▶ TASK TO CARRY OUT: Tally the lines in the listing below that contain the string "gray", treating uppercase and lowercase as different, and reply with the number alone.

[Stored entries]

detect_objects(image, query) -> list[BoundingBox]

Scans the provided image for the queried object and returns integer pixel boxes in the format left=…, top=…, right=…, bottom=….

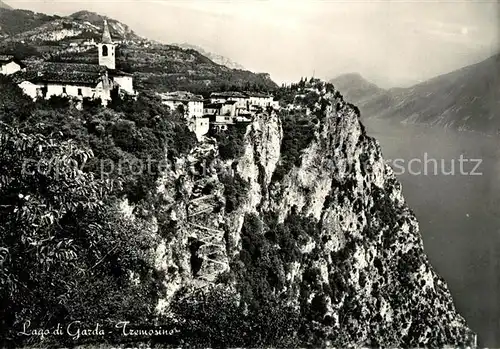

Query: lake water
left=363, top=119, right=500, bottom=347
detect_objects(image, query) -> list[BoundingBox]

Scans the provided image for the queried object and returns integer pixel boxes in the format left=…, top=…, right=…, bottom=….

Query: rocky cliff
left=134, top=83, right=475, bottom=347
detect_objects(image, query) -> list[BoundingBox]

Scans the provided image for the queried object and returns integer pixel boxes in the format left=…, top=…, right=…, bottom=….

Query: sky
left=4, top=0, right=500, bottom=88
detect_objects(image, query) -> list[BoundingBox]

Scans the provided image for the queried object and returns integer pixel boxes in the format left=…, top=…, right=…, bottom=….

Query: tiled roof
left=248, top=92, right=272, bottom=98
left=101, top=20, right=113, bottom=44
left=160, top=91, right=203, bottom=102
left=0, top=55, right=14, bottom=63
left=14, top=62, right=107, bottom=85
left=203, top=103, right=223, bottom=109
left=210, top=91, right=248, bottom=98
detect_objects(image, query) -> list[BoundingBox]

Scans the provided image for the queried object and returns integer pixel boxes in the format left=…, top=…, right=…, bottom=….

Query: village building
left=0, top=55, right=25, bottom=75
left=14, top=21, right=136, bottom=106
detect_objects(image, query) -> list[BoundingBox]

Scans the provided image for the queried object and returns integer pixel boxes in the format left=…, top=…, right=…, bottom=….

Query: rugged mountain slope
left=0, top=10, right=277, bottom=93
left=173, top=43, right=245, bottom=70
left=0, top=6, right=59, bottom=37
left=332, top=54, right=500, bottom=133
left=0, top=0, right=12, bottom=10
left=134, top=81, right=474, bottom=347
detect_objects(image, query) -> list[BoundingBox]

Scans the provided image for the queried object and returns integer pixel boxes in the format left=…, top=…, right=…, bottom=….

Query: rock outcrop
left=146, top=83, right=475, bottom=347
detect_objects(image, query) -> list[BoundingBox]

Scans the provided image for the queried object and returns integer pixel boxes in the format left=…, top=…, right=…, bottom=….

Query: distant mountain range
left=0, top=8, right=277, bottom=93
left=331, top=54, right=500, bottom=133
left=172, top=43, right=245, bottom=70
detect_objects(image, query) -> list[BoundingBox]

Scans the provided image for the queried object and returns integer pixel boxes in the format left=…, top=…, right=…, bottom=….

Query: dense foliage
left=0, top=77, right=195, bottom=346
left=273, top=111, right=316, bottom=181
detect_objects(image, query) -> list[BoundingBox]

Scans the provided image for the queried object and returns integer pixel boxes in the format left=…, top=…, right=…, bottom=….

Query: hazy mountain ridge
left=0, top=9, right=277, bottom=93
left=331, top=54, right=500, bottom=133
left=172, top=43, right=246, bottom=70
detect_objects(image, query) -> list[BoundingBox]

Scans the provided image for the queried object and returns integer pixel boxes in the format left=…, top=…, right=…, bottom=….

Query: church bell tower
left=97, top=20, right=116, bottom=70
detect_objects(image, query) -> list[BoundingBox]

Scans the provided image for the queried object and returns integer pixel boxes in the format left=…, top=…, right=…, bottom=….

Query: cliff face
left=146, top=85, right=475, bottom=347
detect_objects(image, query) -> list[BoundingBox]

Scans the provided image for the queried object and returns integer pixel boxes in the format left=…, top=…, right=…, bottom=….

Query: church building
left=13, top=20, right=136, bottom=106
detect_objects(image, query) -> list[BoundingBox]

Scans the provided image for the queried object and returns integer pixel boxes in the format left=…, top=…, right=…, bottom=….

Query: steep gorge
left=126, top=84, right=475, bottom=347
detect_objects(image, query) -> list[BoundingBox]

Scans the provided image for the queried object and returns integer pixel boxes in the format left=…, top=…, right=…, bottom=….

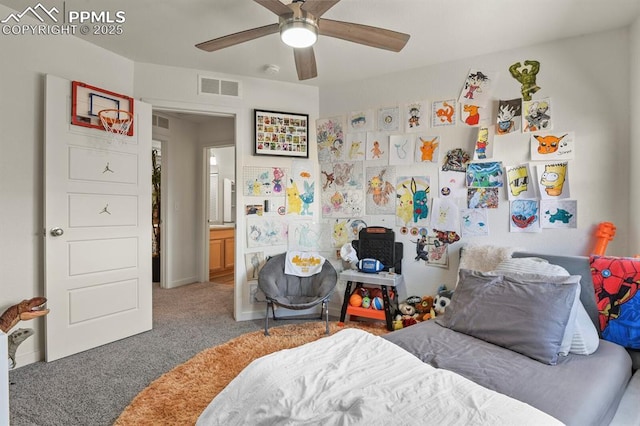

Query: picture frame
left=71, top=81, right=134, bottom=136
left=253, top=109, right=309, bottom=158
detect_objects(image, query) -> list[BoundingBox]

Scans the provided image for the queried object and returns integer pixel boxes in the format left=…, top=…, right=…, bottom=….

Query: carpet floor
left=115, top=321, right=387, bottom=426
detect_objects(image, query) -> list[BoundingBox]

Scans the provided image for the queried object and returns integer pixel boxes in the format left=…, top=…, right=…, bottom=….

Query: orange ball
left=349, top=293, right=362, bottom=307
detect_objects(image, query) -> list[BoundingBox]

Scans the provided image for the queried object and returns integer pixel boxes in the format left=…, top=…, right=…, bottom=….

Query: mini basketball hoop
left=98, top=109, right=133, bottom=142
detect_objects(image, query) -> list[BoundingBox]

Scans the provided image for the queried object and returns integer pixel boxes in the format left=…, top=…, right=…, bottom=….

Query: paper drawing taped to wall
left=389, top=135, right=414, bottom=165
left=366, top=132, right=389, bottom=164
left=415, top=135, right=440, bottom=163
left=509, top=200, right=541, bottom=232
left=540, top=200, right=578, bottom=228
left=395, top=176, right=431, bottom=226
left=531, top=132, right=575, bottom=161
left=365, top=166, right=396, bottom=214
left=345, top=132, right=367, bottom=161
left=504, top=163, right=537, bottom=200
left=473, top=126, right=493, bottom=160
left=460, top=209, right=489, bottom=238
left=348, top=109, right=375, bottom=132
left=247, top=216, right=287, bottom=248
left=403, top=101, right=429, bottom=133
left=466, top=161, right=504, bottom=188
left=377, top=106, right=400, bottom=132
left=536, top=161, right=570, bottom=199
left=316, top=116, right=345, bottom=163
left=496, top=98, right=522, bottom=135
left=522, top=98, right=553, bottom=132
left=431, top=99, right=456, bottom=127
left=243, top=166, right=289, bottom=197
left=458, top=69, right=495, bottom=106
left=467, top=188, right=500, bottom=209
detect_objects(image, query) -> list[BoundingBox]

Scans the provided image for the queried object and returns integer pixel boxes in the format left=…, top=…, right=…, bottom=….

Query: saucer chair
left=258, top=253, right=338, bottom=336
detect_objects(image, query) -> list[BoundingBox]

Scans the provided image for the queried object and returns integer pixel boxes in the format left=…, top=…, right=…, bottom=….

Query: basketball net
left=98, top=109, right=133, bottom=143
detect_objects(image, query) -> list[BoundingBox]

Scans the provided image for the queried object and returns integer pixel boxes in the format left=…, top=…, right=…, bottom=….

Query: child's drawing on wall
left=460, top=104, right=484, bottom=127
left=466, top=161, right=504, bottom=188
left=467, top=188, right=500, bottom=209
left=531, top=132, right=575, bottom=161
left=496, top=98, right=522, bottom=135
left=403, top=101, right=429, bottom=133
left=509, top=200, right=541, bottom=232
left=438, top=171, right=467, bottom=199
left=473, top=126, right=493, bottom=160
left=389, top=135, right=414, bottom=165
left=321, top=190, right=364, bottom=217
left=348, top=109, right=374, bottom=132
left=431, top=99, right=456, bottom=127
left=415, top=135, right=440, bottom=163
left=536, top=161, right=570, bottom=199
left=442, top=148, right=471, bottom=172
left=431, top=198, right=460, bottom=232
left=460, top=209, right=489, bottom=238
left=522, top=98, right=553, bottom=132
left=540, top=200, right=578, bottom=228
left=316, top=116, right=345, bottom=163
left=243, top=166, right=288, bottom=197
left=378, top=106, right=400, bottom=132
left=247, top=216, right=287, bottom=248
left=365, top=166, right=396, bottom=214
left=504, top=163, right=536, bottom=200
left=458, top=69, right=494, bottom=106
left=288, top=220, right=324, bottom=251
left=345, top=132, right=367, bottom=161
left=366, top=132, right=389, bottom=164
left=395, top=176, right=431, bottom=227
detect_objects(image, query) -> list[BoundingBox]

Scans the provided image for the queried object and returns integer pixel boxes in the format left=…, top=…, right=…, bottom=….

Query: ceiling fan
left=196, top=0, right=410, bottom=80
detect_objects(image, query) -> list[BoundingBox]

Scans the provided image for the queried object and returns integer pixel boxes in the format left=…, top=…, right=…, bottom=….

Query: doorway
left=153, top=106, right=236, bottom=288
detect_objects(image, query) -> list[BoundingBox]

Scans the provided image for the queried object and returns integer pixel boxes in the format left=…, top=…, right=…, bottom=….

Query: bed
left=198, top=252, right=632, bottom=426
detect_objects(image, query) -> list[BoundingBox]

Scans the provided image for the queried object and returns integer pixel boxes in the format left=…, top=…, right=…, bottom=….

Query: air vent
left=198, top=76, right=240, bottom=97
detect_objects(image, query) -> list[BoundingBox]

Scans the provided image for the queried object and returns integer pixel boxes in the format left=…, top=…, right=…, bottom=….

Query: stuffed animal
left=433, top=285, right=453, bottom=316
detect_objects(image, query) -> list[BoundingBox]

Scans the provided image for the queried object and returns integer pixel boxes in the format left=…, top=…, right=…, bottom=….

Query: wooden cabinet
left=209, top=228, right=235, bottom=280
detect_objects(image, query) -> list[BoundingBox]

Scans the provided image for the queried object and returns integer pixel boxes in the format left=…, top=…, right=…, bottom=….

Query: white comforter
left=197, top=329, right=561, bottom=426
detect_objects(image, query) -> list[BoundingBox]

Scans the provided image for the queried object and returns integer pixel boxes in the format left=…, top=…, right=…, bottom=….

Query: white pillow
left=495, top=257, right=600, bottom=355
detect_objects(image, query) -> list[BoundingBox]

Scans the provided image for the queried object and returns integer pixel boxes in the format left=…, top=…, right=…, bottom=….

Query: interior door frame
left=141, top=98, right=240, bottom=318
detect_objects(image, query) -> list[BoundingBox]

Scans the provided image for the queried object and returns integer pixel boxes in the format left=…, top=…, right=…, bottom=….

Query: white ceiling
left=0, top=0, right=640, bottom=86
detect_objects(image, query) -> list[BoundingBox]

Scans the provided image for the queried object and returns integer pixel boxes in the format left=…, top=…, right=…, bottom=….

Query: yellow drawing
left=540, top=163, right=567, bottom=197
left=287, top=179, right=302, bottom=214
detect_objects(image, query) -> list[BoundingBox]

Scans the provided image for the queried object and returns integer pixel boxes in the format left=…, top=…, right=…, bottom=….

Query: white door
left=44, top=75, right=152, bottom=361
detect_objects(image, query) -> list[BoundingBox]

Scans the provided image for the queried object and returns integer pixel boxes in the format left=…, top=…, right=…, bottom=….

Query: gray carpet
left=9, top=283, right=263, bottom=426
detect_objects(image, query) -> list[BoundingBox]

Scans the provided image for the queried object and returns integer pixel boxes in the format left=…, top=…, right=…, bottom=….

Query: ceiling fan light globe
left=280, top=22, right=318, bottom=48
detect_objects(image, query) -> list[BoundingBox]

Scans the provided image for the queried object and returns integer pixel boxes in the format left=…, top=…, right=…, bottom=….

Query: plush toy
left=433, top=285, right=453, bottom=315
left=415, top=296, right=433, bottom=321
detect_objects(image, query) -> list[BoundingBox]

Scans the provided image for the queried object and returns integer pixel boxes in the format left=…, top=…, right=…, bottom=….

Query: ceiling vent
left=198, top=76, right=240, bottom=97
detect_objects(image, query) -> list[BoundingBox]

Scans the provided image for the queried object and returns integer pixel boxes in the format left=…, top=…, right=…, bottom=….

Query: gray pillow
left=436, top=269, right=580, bottom=365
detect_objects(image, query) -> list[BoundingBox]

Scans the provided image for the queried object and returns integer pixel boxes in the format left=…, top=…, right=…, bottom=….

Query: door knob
left=49, top=226, right=64, bottom=237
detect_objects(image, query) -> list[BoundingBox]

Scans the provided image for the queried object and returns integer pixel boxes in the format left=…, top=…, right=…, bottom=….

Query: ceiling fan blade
left=318, top=19, right=410, bottom=52
left=196, top=24, right=280, bottom=52
left=300, top=0, right=340, bottom=18
left=253, top=0, right=291, bottom=16
left=293, top=47, right=318, bottom=80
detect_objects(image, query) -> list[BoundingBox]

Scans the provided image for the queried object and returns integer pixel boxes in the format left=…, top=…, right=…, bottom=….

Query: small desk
left=339, top=269, right=404, bottom=331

▶ WRITTEN RESPONSE: 2